INPUT RECORDS:
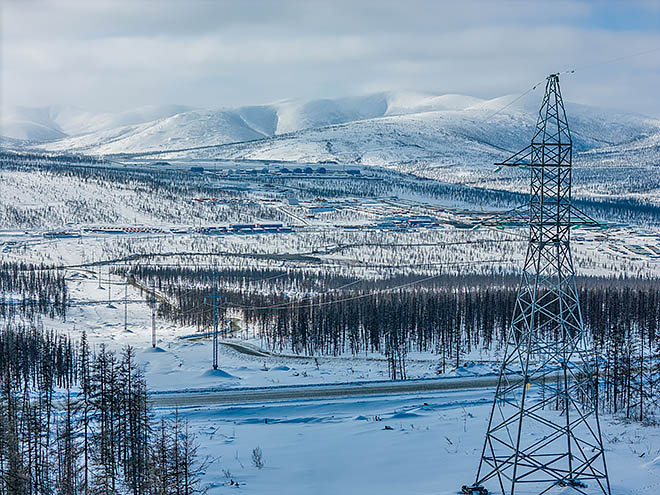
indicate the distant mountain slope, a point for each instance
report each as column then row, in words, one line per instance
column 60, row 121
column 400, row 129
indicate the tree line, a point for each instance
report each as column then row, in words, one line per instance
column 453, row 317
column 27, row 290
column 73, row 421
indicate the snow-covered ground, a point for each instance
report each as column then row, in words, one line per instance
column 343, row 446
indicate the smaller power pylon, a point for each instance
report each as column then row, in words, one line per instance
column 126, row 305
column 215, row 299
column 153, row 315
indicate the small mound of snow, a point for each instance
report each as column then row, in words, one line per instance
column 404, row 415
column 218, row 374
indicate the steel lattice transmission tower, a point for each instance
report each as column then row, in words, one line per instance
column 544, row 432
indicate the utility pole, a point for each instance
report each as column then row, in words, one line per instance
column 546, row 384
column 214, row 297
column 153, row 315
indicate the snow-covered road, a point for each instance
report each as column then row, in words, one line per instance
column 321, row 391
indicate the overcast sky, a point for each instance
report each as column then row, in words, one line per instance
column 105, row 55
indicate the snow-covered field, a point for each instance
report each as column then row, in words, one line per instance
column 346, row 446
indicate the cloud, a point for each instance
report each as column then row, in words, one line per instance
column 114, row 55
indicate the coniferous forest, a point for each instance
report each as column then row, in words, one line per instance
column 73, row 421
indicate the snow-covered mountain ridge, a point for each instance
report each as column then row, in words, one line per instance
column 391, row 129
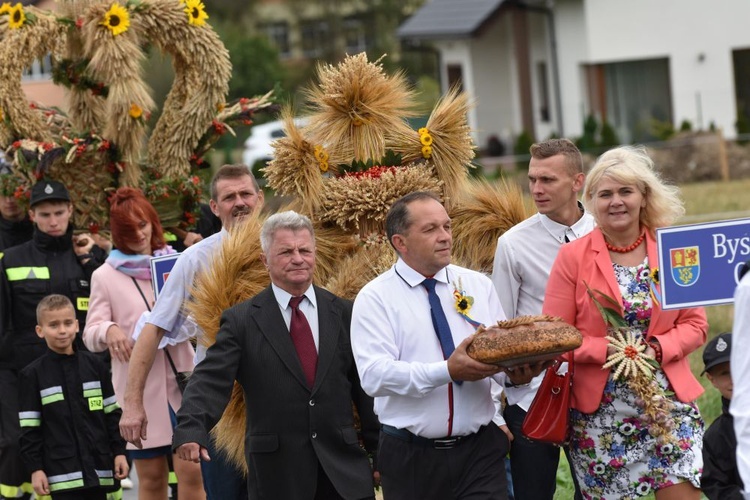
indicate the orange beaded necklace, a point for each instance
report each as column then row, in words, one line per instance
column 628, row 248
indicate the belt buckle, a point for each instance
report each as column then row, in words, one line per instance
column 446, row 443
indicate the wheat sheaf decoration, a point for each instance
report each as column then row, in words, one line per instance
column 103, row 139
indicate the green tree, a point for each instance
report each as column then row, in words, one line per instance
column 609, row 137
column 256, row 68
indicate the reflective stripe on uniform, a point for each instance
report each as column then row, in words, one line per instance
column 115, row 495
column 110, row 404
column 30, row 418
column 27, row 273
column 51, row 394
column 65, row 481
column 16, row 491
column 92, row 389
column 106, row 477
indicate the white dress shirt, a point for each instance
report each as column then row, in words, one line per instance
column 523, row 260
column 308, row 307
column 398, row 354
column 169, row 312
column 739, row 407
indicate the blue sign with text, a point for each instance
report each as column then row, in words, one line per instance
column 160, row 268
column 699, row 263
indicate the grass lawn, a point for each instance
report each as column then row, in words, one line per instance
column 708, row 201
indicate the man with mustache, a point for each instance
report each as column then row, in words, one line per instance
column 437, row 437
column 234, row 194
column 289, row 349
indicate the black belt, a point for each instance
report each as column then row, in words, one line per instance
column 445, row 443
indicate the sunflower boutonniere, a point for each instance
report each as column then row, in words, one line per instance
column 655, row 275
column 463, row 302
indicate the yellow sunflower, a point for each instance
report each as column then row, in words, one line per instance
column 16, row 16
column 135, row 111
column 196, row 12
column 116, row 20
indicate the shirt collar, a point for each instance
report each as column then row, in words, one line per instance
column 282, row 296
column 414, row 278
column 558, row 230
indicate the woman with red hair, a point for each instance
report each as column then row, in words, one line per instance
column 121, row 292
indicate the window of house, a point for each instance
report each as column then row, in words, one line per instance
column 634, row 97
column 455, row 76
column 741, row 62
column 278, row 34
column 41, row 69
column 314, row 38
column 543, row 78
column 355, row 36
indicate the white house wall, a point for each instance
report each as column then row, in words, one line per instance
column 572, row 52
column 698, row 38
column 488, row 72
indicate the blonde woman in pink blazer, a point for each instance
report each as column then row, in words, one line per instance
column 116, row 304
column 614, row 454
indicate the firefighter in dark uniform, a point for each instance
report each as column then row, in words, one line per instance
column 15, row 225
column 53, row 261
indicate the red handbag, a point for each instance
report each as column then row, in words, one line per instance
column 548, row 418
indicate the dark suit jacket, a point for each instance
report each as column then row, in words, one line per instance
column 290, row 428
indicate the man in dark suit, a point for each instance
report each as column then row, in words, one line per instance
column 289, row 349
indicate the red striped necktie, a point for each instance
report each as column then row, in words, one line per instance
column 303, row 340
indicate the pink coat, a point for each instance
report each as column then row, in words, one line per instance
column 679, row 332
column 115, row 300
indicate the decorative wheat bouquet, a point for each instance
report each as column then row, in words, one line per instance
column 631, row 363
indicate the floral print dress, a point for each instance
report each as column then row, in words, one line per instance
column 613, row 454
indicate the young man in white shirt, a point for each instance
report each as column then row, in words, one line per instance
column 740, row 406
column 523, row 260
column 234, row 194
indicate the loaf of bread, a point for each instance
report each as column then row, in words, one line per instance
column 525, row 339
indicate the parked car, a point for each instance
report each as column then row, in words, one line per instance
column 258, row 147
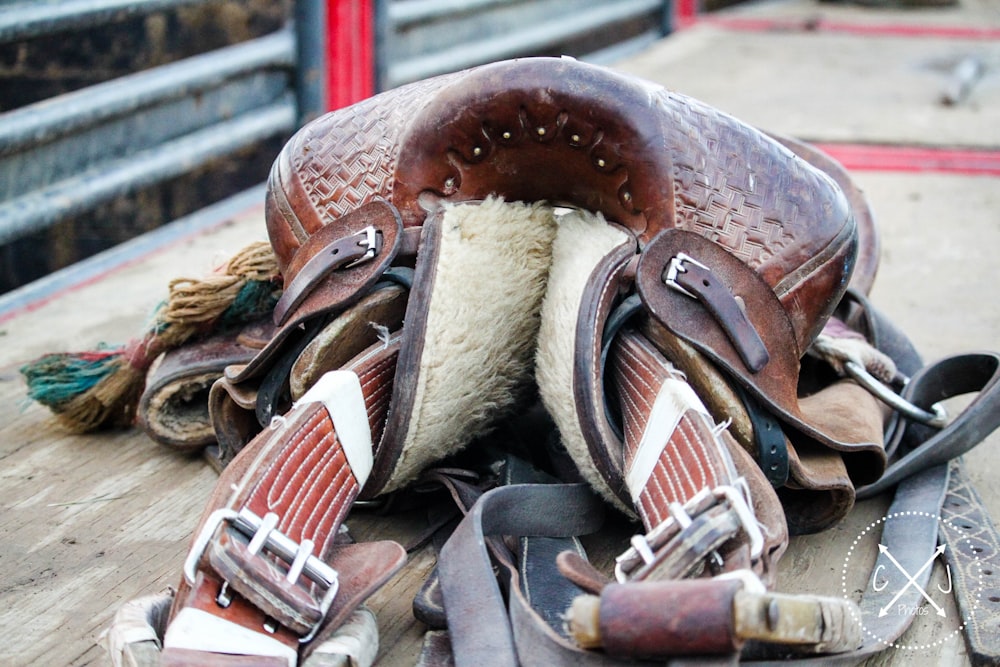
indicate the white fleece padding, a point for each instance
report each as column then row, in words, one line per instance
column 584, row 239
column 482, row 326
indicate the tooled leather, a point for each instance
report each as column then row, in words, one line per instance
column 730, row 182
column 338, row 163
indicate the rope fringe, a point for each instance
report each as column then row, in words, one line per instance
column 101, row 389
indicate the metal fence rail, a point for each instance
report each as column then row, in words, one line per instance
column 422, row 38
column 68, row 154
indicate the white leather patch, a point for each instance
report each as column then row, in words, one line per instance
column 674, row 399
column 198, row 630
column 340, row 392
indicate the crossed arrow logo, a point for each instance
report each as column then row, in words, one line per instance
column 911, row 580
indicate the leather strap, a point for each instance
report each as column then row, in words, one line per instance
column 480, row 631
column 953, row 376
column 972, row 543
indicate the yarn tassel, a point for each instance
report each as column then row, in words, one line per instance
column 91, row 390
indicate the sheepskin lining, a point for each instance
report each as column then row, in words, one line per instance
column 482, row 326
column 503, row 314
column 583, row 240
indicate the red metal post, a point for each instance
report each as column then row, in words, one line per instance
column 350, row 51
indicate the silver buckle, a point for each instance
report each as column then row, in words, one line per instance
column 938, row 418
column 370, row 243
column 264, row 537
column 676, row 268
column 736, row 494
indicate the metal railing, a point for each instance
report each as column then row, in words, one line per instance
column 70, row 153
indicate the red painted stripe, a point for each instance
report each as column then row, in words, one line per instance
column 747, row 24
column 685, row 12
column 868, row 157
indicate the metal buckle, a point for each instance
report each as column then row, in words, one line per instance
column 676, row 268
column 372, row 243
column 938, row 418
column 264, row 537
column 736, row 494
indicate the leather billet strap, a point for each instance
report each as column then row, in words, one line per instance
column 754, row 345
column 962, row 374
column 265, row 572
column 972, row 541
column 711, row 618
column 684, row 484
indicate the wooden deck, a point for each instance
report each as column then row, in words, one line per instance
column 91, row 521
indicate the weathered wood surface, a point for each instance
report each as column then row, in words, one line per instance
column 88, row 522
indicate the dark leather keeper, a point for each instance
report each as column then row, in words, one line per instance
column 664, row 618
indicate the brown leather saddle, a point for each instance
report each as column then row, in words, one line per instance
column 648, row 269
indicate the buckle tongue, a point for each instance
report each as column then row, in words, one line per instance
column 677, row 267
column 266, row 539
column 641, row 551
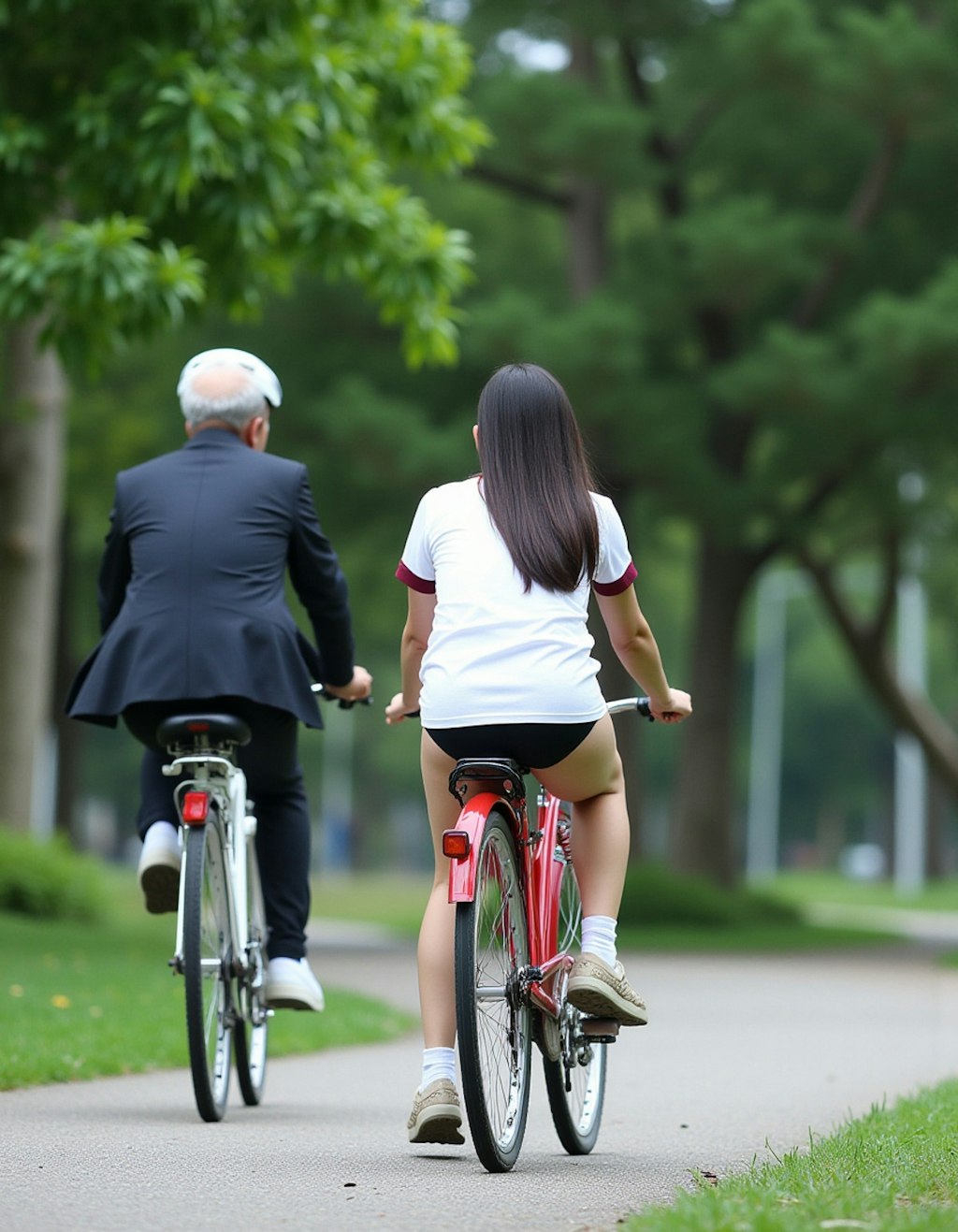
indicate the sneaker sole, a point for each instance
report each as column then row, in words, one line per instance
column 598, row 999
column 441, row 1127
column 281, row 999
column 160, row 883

TASK PROMPT:
Format every line of the entries above as a Markdown table with the columns "No." and "Line". Number the rows in order, skip blank lines, and leave the pictures out.

SOLUTION:
| No. | Line |
|---|---|
| 1 | indicate the distant mountain slope, a point for each instance |
| 2 | report each as column then row, in words, one line per instance |
| 3 | column 60, row 121 |
| 4 | column 400, row 129 |
| 5 | indicate the tree line, a point for each instance |
| 6 | report each as column then row, in words, one line per instance |
| 7 | column 453, row 317 |
| 8 | column 27, row 290 |
| 9 | column 73, row 421 |
| 10 | indicate the snow-covered ground, a point for each instance |
| 11 | report each as column then row, in words, one line per instance |
| 12 | column 343, row 446 |
| 13 | indicate the smaller power pylon, a point for each instance |
| 14 | report each as column then row, in words, one line per instance |
| 15 | column 126, row 305 |
| 16 | column 215, row 299 |
| 17 | column 153, row 315 |
| 18 | indicate the small mound of snow, a point for each instance |
| 19 | report each as column then row, in words, one line per instance |
| 20 | column 404, row 415 |
| 21 | column 218, row 374 |
| 22 | indicate the steel lattice transmission tower, a point for each instance |
| 23 | report each as column then row, in words, one line per instance |
| 24 | column 544, row 432 |
| 25 | indicate the utility pole, a point for each instance |
| 26 | report each as column then row, in words, one line per instance |
| 27 | column 546, row 384 |
| 28 | column 214, row 297 |
| 29 | column 153, row 315 |
| 30 | indicate the snow-covered road, a point for each instance |
| 31 | report each as column then row, in words, one line per instance |
| 32 | column 321, row 391 |
| 33 | indicate the overcast sky, a point for each instance |
| 34 | report each as column then row, in words, one line per instance |
| 35 | column 105, row 55 |
| 36 | indicate the snow-covered field, a point for each instance |
| 37 | report each as column then row, in words, one line per instance |
| 38 | column 346, row 446 |
| 39 | indicate the cloud, a point for each instance |
| 40 | report each as column then row, in words, one line per instance |
| 41 | column 114, row 55 |
| 42 | indicate the coniferous forest, a point for each instance |
| 43 | report each as column then row, in words, one line per instance |
| 44 | column 73, row 421 |
| 45 | indicate the snow-covered mountain ridge, a point for each instance |
| 46 | report each as column then row, in words, one line per instance |
| 47 | column 391, row 129 |
| 48 | indicate the orange beaded necklace, a point for each instance |
| 49 | report each as column then row, in words, one line per instance |
| 50 | column 628, row 248 |
| 51 | indicate the belt buckle, a point for each instance |
| 52 | report each as column then row, in words, one line per instance |
| 53 | column 446, row 443 |
| 54 | indicate the wheat sheaf decoration, a point for each instance |
| 55 | report each as column then row, in words, one line per instance |
| 56 | column 103, row 139 |
| 57 | indicate the green tree, a point for each instance |
| 58 | report each as column then row, in words, one line per instance |
| 59 | column 609, row 137 |
| 60 | column 256, row 68 |
| 61 | indicate the reflective stripe on uniform, a point for each instance |
| 62 | report each as column then row, in words, one line per instance |
| 63 | column 115, row 495 |
| 64 | column 110, row 404 |
| 65 | column 30, row 418 |
| 66 | column 27, row 273 |
| 67 | column 51, row 394 |
| 68 | column 65, row 481 |
| 69 | column 16, row 491 |
| 70 | column 92, row 389 |
| 71 | column 106, row 477 |
| 72 | indicate the white dress shirt, a point for each instance |
| 73 | report each as column then row, in words, one line per instance |
| 74 | column 523, row 260 |
| 75 | column 308, row 307 |
| 76 | column 398, row 354 |
| 77 | column 169, row 312 |
| 78 | column 739, row 407 |
| 79 | indicate the blue sign with text, a point for each instance |
| 80 | report each as column then row, in words, one line per instance |
| 81 | column 160, row 268 |
| 82 | column 699, row 263 |
| 83 | indicate the grass lawn, a point for each instance |
| 84 | report each as column then row, in words, one line per instance |
| 85 | column 708, row 201 |
| 86 | indicate the man with mustache, a point for each instance |
| 87 | report each as column then row, in words, one line per instance |
| 88 | column 437, row 437 |
| 89 | column 234, row 194 |
| 90 | column 289, row 349 |
| 91 | indicate the black belt, a point for each instance |
| 92 | report each as column then row, in words, one line per instance |
| 93 | column 445, row 443 |
| 94 | indicate the sunflower boutonniere, a point for each instance |
| 95 | report each as column then row, in words, one line per instance |
| 96 | column 655, row 275 |
| 97 | column 463, row 302 |
| 98 | indicate the yellow sunflower, a point for each instance |
| 99 | report each as column then row, in words, one line per instance |
| 100 | column 16, row 16 |
| 101 | column 135, row 111 |
| 102 | column 196, row 12 |
| 103 | column 116, row 20 |
| 104 | indicate the shirt collar, a point for each instance |
| 105 | report each as column then row, in words, one line per instance |
| 106 | column 282, row 296 |
| 107 | column 414, row 278 |
| 108 | column 558, row 230 |
| 109 | indicate the woman with red hair, a point for each instance |
| 110 | report each as column then row, in words, one line per instance |
| 111 | column 121, row 292 |
| 112 | indicate the window of house, a point for each instance |
| 113 | report each as column then row, in words, one line per instance |
| 114 | column 634, row 97 |
| 115 | column 455, row 76 |
| 116 | column 741, row 62 |
| 117 | column 278, row 34 |
| 118 | column 41, row 69 |
| 119 | column 314, row 38 |
| 120 | column 543, row 78 |
| 121 | column 355, row 36 |
| 122 | indicate the white house wall, a point for each instance |
| 123 | report each as column then row, in words, one line per instance |
| 124 | column 572, row 52 |
| 125 | column 698, row 38 |
| 126 | column 488, row 72 |
| 127 | indicate the blonde woman in pink blazer, a point for each instance |
| 128 | report each as column then row, in words, one line per instance |
| 129 | column 116, row 304 |
| 130 | column 614, row 454 |
| 131 | indicate the firefighter in dark uniform, a point for each instance |
| 132 | report each as column then row, in words, one line per instance |
| 133 | column 15, row 225 |
| 134 | column 53, row 261 |
| 135 | indicate the red handbag, a point for each instance |
| 136 | report each as column then row, in words, one line per instance |
| 137 | column 548, row 418 |
| 138 | indicate the dark suit jacket, a point for each instance |
| 139 | report each as column then row, in words, one line per instance |
| 140 | column 290, row 428 |
| 141 | indicate the man in dark suit, a point for each instance |
| 142 | report each as column then row, in words, one line per instance |
| 143 | column 289, row 349 |
| 144 | indicate the red striped necktie, a point for each instance |
| 145 | report each as column then row, in words, one line per instance |
| 146 | column 303, row 340 |
| 147 | indicate the pink coat, a point for each instance |
| 148 | report each as column then row, in words, one line per instance |
| 149 | column 679, row 332 |
| 150 | column 115, row 300 |
| 151 | indicate the decorative wheat bouquet, a point for each instance |
| 152 | report each as column then row, in words, one line per instance |
| 153 | column 631, row 363 |
| 154 | indicate the floral print dress, a point for each instance |
| 155 | report each as column then row, in words, one line per instance |
| 156 | column 613, row 454 |
| 157 | indicate the young man in white shirt, a point for each instance |
| 158 | report each as column then row, in words, one line per instance |
| 159 | column 740, row 406 |
| 160 | column 523, row 260 |
| 161 | column 234, row 194 |
| 162 | indicate the loaf of bread, a point for each instance |
| 163 | report each as column then row, in words, one line per instance |
| 164 | column 525, row 339 |
| 165 | indicate the parked car, a point for each instance |
| 166 | report each as column then row, in words, one line per instance |
| 167 | column 258, row 147 |
| 168 | indicate the white fleece padding, a point for each instance |
| 169 | report each as column then row, in words, one line per instance |
| 170 | column 584, row 239 |
| 171 | column 482, row 326 |
| 172 | indicate the tooled leather, a point for each instance |
| 173 | report each as column then row, in words, one line per instance |
| 174 | column 730, row 182 |
| 175 | column 338, row 163 |
| 176 | indicate the rope fringe, a point for each instance |
| 177 | report each as column then row, in words, one line per instance |
| 178 | column 101, row 389 |
| 179 | indicate the metal fence rail, a point for each instance |
| 180 | report each as column then row, in words, one line per instance |
| 181 | column 422, row 38 |
| 182 | column 68, row 154 |
| 183 | indicate the white leather patch, a point for each instance |
| 184 | report each as column then row, in words, one line per instance |
| 185 | column 674, row 399 |
| 186 | column 198, row 630 |
| 187 | column 340, row 392 |
| 188 | indicate the crossed arrow logo, a point for each instance |
| 189 | report each as column then row, in words, one line per instance |
| 190 | column 911, row 580 |
| 191 | indicate the leather strap, a point for each instance |
| 192 | report each as column then row, in words, one line per instance |
| 193 | column 480, row 631 |
| 194 | column 953, row 376 |
| 195 | column 972, row 543 |
| 196 | indicate the yarn tassel, a point for each instance |
| 197 | report each as column then row, in words, one line per instance |
| 198 | column 91, row 390 |
| 199 | indicate the sheepskin lining, a point for each instance |
| 200 | report each as column then row, in words, one line per instance |
| 201 | column 482, row 326 |
| 202 | column 503, row 314 |
| 203 | column 583, row 240 |
| 204 | indicate the red metal post, a point for each instance |
| 205 | report each as column then row, in words, one line per instance |
| 206 | column 350, row 51 |
| 207 | indicate the silver buckle, a point for each instance |
| 208 | report each as column then row, in words, one line per instance |
| 209 | column 938, row 418 |
| 210 | column 370, row 243 |
| 211 | column 264, row 537 |
| 212 | column 676, row 268 |
| 213 | column 736, row 494 |
| 214 | indicate the metal railing, a point for each instance |
| 215 | report each as column then row, in words, one line per instance |
| 216 | column 70, row 153 |
| 217 | indicate the red painted stripe, a point for each instance |
| 218 | report each as column then row, in words, one line per instance |
| 219 | column 747, row 24 |
| 220 | column 685, row 12 |
| 221 | column 868, row 157 |
| 222 | indicate the metal buckle, a point for each instance |
| 223 | report each as column then row, in words, one line per instance |
| 224 | column 676, row 268 |
| 225 | column 372, row 243 |
| 226 | column 938, row 418 |
| 227 | column 264, row 537 |
| 228 | column 736, row 494 |
| 229 | indicate the leather billet strap, a point for each instance |
| 230 | report each as column then row, in words, one line per instance |
| 231 | column 754, row 345 |
| 232 | column 962, row 374 |
| 233 | column 265, row 572 |
| 234 | column 972, row 541 |
| 235 | column 711, row 618 |
| 236 | column 684, row 484 |
| 237 | indicate the wooden deck, a point for each instance |
| 238 | report each as column then row, in words, one line per instance |
| 239 | column 91, row 521 |
| 240 | indicate the weathered wood surface, a point for each instance |
| 241 | report each as column then row, in words, one line per instance |
| 242 | column 88, row 522 |
| 243 | indicate the dark leather keeper, a point for each instance |
| 244 | report each as column then row, in words, one line per instance |
| 245 | column 664, row 618 |
| 246 | indicate the brown leather saddle, a point for each instance |
| 247 | report each as column then row, in words, one line per instance |
| 248 | column 648, row 269 |
| 249 | indicate the buckle tongue, a point for each instance |
| 250 | report each as column then row, in words, one line per instance |
| 251 | column 677, row 267 |
| 252 | column 266, row 539 |
| 253 | column 641, row 551 |
| 254 | indicate the sneaker sole, a point for each instance |
| 255 | report each as column then row, in words, one line per instance |
| 256 | column 598, row 999 |
| 257 | column 441, row 1127 |
| 258 | column 281, row 999 |
| 259 | column 160, row 883 |